Stored dataset entries:

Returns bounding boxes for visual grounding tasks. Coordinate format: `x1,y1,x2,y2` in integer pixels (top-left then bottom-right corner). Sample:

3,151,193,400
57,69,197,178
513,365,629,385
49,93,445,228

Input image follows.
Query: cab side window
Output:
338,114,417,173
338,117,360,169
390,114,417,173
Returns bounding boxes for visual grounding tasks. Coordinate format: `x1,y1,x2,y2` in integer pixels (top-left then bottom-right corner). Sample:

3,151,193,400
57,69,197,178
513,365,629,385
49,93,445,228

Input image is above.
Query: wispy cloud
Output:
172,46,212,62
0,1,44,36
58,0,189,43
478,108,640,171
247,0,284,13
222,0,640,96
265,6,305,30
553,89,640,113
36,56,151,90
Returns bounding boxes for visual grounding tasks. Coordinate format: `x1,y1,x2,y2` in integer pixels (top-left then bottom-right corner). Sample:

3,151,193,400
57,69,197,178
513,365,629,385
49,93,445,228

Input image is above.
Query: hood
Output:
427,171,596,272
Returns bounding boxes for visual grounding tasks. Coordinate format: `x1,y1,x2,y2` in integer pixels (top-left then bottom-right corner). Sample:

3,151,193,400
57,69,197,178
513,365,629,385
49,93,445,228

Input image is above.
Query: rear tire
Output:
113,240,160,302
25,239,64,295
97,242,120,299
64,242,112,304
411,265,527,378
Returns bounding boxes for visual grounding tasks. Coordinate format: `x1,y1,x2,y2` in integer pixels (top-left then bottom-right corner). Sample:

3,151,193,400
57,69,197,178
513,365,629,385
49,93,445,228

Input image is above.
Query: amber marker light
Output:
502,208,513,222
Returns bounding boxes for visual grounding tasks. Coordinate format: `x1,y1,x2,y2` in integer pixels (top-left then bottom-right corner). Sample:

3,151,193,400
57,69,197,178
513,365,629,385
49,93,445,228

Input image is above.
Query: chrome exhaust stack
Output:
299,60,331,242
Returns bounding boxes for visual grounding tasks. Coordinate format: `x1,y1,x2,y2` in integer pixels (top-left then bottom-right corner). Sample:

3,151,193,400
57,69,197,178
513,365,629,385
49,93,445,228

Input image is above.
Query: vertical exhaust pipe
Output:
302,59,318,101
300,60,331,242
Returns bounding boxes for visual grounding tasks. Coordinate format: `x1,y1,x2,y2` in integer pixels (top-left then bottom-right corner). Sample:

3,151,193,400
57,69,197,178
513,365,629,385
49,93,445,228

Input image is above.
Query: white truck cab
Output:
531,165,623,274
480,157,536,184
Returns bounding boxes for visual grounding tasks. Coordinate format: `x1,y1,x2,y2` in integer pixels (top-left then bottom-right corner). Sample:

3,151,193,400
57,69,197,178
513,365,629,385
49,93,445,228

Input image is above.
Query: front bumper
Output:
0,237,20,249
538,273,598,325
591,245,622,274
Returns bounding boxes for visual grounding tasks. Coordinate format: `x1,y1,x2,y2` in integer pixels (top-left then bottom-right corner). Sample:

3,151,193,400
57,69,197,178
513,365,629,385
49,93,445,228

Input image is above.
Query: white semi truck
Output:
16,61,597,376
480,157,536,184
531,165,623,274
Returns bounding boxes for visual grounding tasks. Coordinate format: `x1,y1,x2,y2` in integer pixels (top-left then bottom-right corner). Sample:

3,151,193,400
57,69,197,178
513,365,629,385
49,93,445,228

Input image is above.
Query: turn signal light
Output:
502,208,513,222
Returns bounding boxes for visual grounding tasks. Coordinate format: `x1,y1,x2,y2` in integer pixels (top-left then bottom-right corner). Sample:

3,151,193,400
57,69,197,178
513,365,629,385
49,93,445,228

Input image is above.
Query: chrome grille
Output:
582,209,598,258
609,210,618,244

TASK REQUIREMENTS:
Please find each line in the data above that contains the string "Query", and copy every one of those lines in full.

THE REPLY:
Query: cab side window
Query: wispy cloud
Query: hood
Query: rear tire
Query: amber marker light
Query: chrome exhaust stack
Query: vertical exhaust pipe
Query: white truck cab
Query: front bumper
Query: white semi truck
Query: turn signal light
Query: chrome grille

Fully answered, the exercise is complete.